--- Exercise description ---
Reproduce the data exactly as given, except for any images.

Point-per-instance localization data:
---

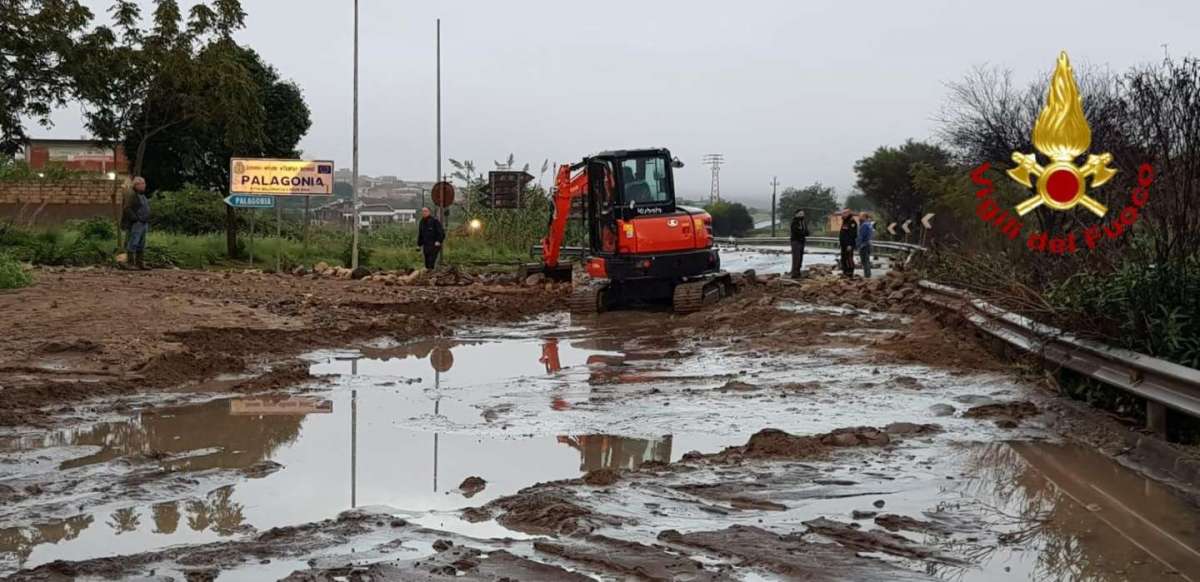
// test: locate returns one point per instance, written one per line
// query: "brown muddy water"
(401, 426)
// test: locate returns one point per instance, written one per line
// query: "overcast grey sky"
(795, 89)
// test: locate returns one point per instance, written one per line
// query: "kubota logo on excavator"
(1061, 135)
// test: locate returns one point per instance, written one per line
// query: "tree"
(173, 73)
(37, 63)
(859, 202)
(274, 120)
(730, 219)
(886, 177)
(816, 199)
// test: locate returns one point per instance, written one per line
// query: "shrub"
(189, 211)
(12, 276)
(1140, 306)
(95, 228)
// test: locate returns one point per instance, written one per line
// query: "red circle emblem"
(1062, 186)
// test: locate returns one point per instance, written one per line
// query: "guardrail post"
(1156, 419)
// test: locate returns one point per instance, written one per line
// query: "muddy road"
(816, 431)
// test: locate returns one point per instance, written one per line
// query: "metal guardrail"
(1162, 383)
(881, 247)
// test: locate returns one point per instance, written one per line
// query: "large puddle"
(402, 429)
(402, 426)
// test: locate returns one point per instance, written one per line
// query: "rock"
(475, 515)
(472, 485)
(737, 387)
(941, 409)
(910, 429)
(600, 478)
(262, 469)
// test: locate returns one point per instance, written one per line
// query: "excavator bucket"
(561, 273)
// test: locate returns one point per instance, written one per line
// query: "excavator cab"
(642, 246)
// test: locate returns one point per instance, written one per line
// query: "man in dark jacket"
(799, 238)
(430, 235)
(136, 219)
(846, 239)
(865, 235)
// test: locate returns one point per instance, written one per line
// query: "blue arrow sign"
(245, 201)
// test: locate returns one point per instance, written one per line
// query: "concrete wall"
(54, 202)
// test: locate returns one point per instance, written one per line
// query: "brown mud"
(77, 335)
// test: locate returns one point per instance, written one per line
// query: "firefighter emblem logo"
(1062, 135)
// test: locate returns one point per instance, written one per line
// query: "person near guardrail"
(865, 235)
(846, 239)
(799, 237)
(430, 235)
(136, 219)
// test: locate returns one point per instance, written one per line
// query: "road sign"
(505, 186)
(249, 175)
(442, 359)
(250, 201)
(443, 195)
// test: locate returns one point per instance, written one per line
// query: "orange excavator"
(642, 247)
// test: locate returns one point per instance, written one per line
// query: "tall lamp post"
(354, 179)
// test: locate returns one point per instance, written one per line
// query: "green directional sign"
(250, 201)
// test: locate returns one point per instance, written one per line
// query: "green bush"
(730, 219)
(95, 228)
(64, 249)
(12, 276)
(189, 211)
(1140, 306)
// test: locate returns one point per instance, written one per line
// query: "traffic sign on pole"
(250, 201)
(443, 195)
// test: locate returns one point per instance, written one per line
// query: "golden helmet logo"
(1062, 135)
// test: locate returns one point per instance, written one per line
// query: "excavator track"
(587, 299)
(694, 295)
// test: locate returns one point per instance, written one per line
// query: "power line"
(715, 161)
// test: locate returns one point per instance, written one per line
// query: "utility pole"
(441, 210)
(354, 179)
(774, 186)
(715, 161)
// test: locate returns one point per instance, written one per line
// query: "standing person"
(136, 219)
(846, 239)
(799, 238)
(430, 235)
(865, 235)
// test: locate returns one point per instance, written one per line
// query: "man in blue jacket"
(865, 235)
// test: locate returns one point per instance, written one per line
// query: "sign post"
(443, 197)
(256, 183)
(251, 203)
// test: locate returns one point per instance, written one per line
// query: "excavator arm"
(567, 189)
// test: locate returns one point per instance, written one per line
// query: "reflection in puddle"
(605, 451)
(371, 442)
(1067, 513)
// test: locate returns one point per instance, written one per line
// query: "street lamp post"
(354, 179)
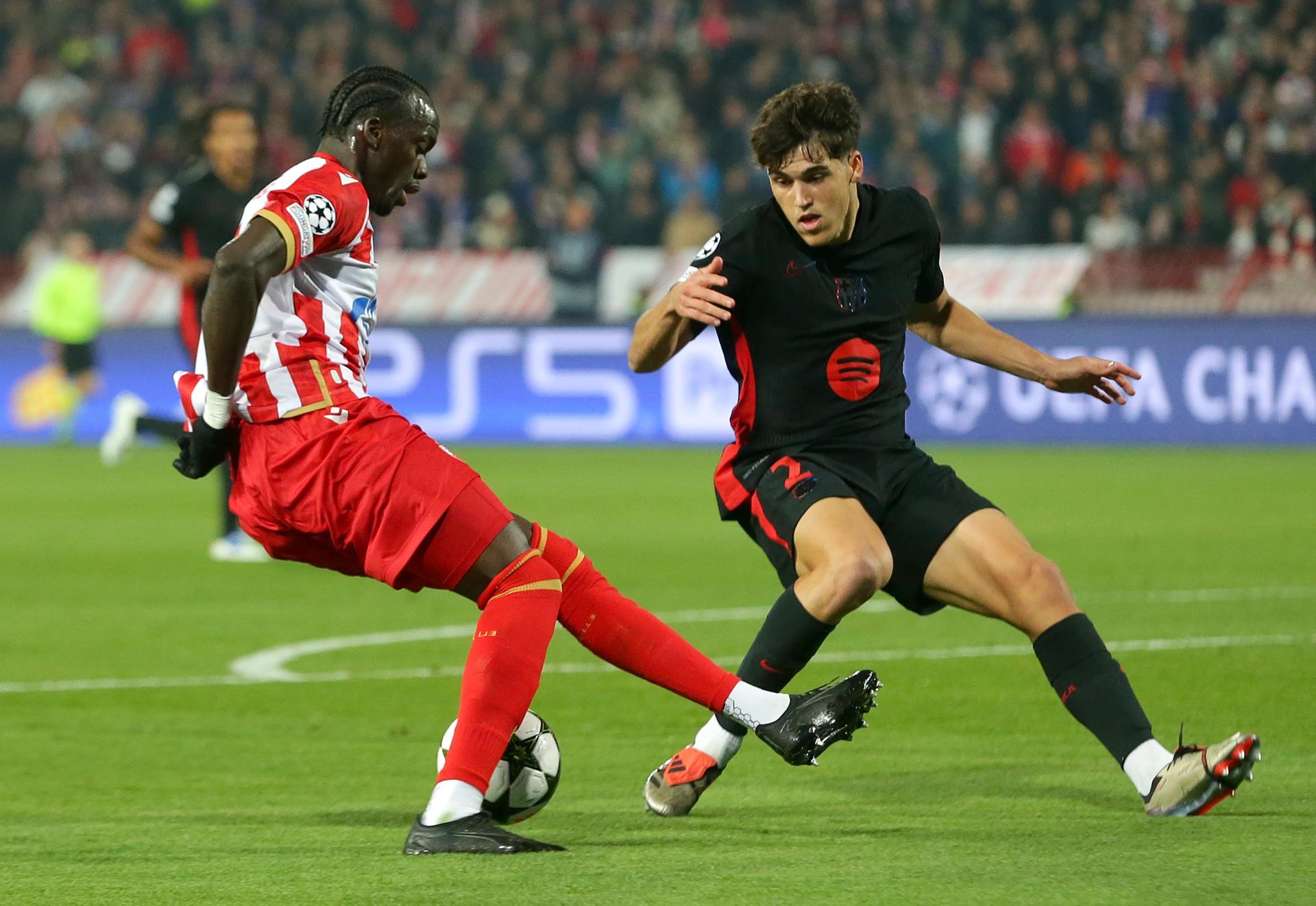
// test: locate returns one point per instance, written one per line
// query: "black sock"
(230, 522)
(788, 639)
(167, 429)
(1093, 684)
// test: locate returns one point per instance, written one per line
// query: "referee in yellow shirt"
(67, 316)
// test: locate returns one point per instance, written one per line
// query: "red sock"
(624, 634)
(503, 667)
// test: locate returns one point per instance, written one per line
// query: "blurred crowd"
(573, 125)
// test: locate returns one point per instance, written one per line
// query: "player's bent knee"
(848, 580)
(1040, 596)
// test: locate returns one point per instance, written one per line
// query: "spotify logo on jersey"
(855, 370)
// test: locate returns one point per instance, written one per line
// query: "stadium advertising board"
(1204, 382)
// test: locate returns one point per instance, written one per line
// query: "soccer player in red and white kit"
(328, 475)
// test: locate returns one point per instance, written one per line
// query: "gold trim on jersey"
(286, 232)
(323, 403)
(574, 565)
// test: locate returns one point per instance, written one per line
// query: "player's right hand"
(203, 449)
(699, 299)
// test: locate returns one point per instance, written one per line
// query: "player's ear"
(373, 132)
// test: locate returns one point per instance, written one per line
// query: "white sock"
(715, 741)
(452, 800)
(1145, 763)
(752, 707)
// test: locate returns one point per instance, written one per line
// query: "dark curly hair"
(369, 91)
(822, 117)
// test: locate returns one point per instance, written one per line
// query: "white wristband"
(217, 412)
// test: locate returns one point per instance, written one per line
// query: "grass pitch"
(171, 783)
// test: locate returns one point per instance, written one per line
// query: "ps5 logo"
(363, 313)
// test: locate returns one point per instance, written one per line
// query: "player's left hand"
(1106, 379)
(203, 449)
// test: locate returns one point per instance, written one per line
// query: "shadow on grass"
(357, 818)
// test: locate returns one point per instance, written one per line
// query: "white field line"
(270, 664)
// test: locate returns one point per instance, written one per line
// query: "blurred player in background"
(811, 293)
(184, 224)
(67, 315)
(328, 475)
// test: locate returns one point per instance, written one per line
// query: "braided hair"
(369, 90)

---

--- Your response ---
// test: locate returns one point per instance, written one per line
// query: "brown muddy water"
(401, 426)
// test: locate returns one point per instance, written one per line
// query: "overcast grey sky"
(795, 89)
// test: locate returns one point per instance, written one per line
// query: "kubota logo on excavator"
(1061, 135)
// test: locate returns one point per instance, written one per line
// query: "tree"
(173, 73)
(37, 63)
(859, 202)
(274, 120)
(730, 219)
(886, 177)
(816, 199)
// test: locate returns one point per instance, written one per line
// query: "shrub"
(189, 211)
(12, 276)
(1140, 306)
(95, 228)
// test: locate returns one point per instance, written one per line
// query: "red circle emblem"
(1062, 186)
// test: locate returns one point per instance, written one per line
// query: "guardrail post"
(1156, 419)
// test: locate returns one point per instance, written one per line
// query: "muddy road"
(816, 431)
// test: locate returns one point per instance, written one per line
// query: "metal guardrail"
(1162, 383)
(881, 247)
// test: locate returns one point per instance, written one per line
// query: "large puddle"
(402, 429)
(402, 426)
// test: locate returns one point per instance, written one per line
// query: "rock"
(475, 515)
(472, 485)
(737, 387)
(941, 409)
(910, 429)
(600, 478)
(262, 469)
// test: locate returns one point per instance, written one per line
// query: "excavator bucket"
(561, 273)
// test: locate returns one point per instance, written one per line
// query: "excavator cab"
(642, 246)
// test: locate returns one point per instance, written one per line
// query: "man in dark jacket"
(799, 238)
(430, 235)
(136, 219)
(846, 239)
(865, 235)
// test: locate returns one point per instance, written one per line
// query: "blue arrow sign"
(245, 201)
// test: locate returns one point per instance, written one per line
// query: "concrete wall"
(54, 202)
// test: locate returns one point per instance, written one per line
// query: "brown mud"
(77, 335)
// test: locate returns one point per instance, written one per line
// query: "firefighter emblem logo"
(1062, 135)
// test: locate returns one point per instance, written one per line
// query: "person near guardrail"
(865, 235)
(846, 239)
(799, 237)
(430, 235)
(136, 219)
// test: locate returns one point per instance, written one per line
// query: "road sign"
(505, 186)
(249, 175)
(442, 359)
(250, 201)
(443, 195)
// test: locate returns one point per instance, written one per line
// query: "orange excavator"
(642, 247)
// test: locate returns one point per instance, written one per line
// query: "tall lamp post"
(354, 179)
// test: locate returns one point per instance, written one per line
// query: "green directional sign"
(250, 201)
// test: locate returns one point per instance, written one per line
// query: "green bush"
(730, 219)
(95, 228)
(64, 249)
(12, 276)
(189, 211)
(1140, 306)
// test: locate returns one point per instance, written one per line
// query: "traffic sign on pole"
(250, 201)
(443, 195)
// test: locate returns one point per instance, written one per line
// query: "golden helmet logo"
(1062, 135)
// test: locate returns one point per instance, written one per line
// query: "excavator track"
(587, 299)
(694, 295)
// test: locate returns one point per instance, written one per line
// query: "power line"
(715, 161)
// test: locate returns one point per instance, written one per line
// query: "utility pole"
(441, 210)
(354, 179)
(774, 186)
(715, 161)
// test: locate returns one point per instance, written one per line
// query: "standing person"
(136, 219)
(846, 239)
(799, 238)
(430, 235)
(865, 235)
// test: locate returns one point per instance, written one per line
// query: "man in blue jacket"
(865, 235)
// test: locate returns one point per instance, written one per line
// query: "sign post"
(443, 197)
(256, 183)
(251, 203)
// test: locate returns one point per instance, written one per line
// query: "excavator arm"
(567, 189)
// test: locate returns one point per instance, written one per line
// query: "reflection in puddle"
(605, 451)
(371, 442)
(1067, 513)
// test: locate returns one point per instance, written one per line
// query: "street lamp post"
(354, 179)
// test: locate returns one point per instance, written one per line
// query: "black sock"
(230, 522)
(788, 639)
(167, 429)
(1093, 684)
// test: locate returns one point per instance, written one per line
// query: "referee in yellow shirt"
(67, 316)
// test: locate returns one point per instance, written one per line
// query: "red sock"
(624, 634)
(503, 667)
// test: locate returns one point per instance, written one per line
// query: "blurred crowd"
(573, 125)
// test: locate returns one point per instance, written one per line
// query: "player's bent knee"
(848, 580)
(1040, 596)
// test: locate returns one point per instance, written one per line
// query: "spotify logo on jersey"
(855, 370)
// test: locate returns one point per instance, written one per line
// query: "stadium advertising board"
(1204, 382)
// test: locate returns one point per instance, written one per line
// query: "soccer player in red and white kit"
(328, 475)
// test: locate returns one point per instance, written one per line
// query: "gold trim on jersey"
(286, 232)
(323, 403)
(574, 565)
// test: locate returns one point per instance, written one per line
// query: "player's right hand"
(203, 449)
(699, 299)
// test: locate returns one point per instance, written one per line
// query: "player's ear"
(373, 132)
// test: locate returns one point per instance, written one per line
// query: "white sock"
(715, 741)
(452, 800)
(1145, 763)
(752, 707)
// test: locate returns one point per instance, written one per line
// query: "dark curly hair"
(369, 91)
(822, 117)
// test: locate returns one point per instance, written one per line
// query: "white wristband"
(217, 412)
// test: locate returns one point per instance, written one per line
// query: "grass pitch"
(171, 783)
// test: locate returns one point per instance, written one per line
// query: "ps5 logo"
(363, 313)
// test: locate returns one point per instance, written one per line
// query: "player's left hand"
(1106, 379)
(203, 449)
// test: locate returns one point per instance, written one per line
// query: "shadow on grass"
(357, 818)
// test: locate returns one point per instance, written one per line
// query: "white field line"
(270, 664)
// test: locate returns one point per instance, written one per line
// query: "blurred player in background"
(811, 293)
(184, 224)
(67, 315)
(328, 475)
// test: locate returns one point per instance, written one per line
// query: "braided hair"
(369, 90)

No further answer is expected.